## RECORDS FOR THE EXERCISE
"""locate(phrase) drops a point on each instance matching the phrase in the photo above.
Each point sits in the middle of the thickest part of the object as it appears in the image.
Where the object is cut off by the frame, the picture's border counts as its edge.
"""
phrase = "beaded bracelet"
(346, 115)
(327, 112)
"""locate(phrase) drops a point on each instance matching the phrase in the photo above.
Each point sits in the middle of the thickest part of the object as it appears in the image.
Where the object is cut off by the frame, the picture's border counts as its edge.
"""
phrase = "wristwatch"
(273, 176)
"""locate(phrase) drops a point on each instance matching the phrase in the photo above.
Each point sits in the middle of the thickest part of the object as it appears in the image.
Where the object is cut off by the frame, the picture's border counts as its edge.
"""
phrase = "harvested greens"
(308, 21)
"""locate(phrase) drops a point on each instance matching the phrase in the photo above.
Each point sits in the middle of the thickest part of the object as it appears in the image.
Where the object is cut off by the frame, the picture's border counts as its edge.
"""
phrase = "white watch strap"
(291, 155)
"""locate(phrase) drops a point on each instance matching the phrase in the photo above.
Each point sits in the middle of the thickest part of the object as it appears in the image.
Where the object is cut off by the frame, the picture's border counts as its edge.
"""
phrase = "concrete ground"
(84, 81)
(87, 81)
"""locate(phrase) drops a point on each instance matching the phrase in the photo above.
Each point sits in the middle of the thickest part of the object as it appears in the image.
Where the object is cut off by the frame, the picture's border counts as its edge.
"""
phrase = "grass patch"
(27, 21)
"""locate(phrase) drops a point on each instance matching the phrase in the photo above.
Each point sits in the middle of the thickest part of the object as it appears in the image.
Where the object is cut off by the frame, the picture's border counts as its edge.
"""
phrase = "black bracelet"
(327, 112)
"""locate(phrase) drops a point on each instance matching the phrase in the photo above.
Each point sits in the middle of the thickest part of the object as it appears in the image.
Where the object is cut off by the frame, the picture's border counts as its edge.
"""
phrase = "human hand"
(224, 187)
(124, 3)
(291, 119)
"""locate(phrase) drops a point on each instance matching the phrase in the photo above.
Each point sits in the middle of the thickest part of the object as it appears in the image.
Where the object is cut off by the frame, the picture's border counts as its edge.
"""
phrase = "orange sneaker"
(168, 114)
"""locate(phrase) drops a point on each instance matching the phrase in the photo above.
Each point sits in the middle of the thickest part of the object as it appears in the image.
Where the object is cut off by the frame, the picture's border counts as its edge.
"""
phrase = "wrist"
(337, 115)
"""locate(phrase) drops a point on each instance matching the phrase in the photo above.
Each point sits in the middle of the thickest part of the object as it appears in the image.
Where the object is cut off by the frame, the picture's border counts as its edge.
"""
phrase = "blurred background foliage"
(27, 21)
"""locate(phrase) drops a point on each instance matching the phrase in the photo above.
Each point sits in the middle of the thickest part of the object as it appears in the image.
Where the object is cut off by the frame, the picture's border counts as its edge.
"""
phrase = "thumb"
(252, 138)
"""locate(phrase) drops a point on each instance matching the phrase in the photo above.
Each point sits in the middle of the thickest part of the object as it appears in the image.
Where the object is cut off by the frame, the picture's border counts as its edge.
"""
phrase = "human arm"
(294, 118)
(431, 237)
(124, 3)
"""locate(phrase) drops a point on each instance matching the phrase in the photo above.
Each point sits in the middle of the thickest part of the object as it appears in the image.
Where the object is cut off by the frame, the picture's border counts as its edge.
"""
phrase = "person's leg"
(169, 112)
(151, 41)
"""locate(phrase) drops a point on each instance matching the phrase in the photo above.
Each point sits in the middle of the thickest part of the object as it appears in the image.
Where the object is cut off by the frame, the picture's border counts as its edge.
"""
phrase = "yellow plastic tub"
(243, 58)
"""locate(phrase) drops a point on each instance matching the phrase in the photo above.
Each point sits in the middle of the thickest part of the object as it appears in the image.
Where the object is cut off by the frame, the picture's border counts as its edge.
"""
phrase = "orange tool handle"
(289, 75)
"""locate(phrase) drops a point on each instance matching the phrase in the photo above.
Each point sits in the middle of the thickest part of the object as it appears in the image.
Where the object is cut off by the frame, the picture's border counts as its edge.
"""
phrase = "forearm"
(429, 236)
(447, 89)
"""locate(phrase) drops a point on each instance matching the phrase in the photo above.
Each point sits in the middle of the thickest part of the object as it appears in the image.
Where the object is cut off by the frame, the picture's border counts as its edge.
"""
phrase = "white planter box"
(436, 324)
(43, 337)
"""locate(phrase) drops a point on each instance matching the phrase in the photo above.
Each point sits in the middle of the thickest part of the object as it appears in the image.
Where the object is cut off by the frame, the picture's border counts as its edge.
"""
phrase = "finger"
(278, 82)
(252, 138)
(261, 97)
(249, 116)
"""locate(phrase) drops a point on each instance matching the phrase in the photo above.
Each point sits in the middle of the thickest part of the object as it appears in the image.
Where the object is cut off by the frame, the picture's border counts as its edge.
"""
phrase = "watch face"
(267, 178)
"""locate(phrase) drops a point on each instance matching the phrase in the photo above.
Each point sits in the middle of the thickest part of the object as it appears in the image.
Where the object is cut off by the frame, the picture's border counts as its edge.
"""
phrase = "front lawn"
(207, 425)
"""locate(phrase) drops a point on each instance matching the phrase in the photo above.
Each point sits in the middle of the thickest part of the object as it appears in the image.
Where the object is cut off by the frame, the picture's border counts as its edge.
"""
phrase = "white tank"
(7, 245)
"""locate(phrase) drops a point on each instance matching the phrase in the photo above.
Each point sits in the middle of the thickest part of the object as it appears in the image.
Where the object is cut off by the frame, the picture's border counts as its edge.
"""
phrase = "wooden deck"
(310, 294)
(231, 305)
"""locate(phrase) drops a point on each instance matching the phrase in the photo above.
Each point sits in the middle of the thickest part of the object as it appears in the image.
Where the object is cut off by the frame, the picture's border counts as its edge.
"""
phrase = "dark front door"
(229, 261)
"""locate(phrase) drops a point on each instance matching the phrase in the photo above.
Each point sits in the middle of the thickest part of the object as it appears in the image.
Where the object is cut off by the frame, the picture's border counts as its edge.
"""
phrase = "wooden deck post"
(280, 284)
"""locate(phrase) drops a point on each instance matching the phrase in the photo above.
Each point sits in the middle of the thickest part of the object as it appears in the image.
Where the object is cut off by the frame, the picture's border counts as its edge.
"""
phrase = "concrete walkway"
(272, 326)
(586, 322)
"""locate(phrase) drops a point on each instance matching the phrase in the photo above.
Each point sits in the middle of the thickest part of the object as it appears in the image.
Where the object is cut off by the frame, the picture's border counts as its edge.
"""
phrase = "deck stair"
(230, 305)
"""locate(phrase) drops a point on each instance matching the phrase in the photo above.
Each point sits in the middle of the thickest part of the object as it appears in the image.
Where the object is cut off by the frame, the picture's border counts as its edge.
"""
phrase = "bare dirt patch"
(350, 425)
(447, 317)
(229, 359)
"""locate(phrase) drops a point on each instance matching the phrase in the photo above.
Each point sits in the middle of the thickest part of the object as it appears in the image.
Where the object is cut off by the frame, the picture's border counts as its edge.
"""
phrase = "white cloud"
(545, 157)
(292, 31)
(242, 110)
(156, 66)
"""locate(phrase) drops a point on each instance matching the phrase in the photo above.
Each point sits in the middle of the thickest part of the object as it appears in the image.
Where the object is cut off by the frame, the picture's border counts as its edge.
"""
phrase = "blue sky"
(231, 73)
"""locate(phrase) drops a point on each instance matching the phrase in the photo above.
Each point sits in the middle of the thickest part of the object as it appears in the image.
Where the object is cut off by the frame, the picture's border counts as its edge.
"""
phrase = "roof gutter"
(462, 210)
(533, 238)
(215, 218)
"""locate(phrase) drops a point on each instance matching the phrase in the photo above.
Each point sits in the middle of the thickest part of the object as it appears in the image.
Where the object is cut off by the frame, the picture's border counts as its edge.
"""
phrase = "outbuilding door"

## PROBLEM TO WORK ON
Count the lines above that contain the string "patch" and reply with that number alone.

## ANSWER FOR THE TASK
2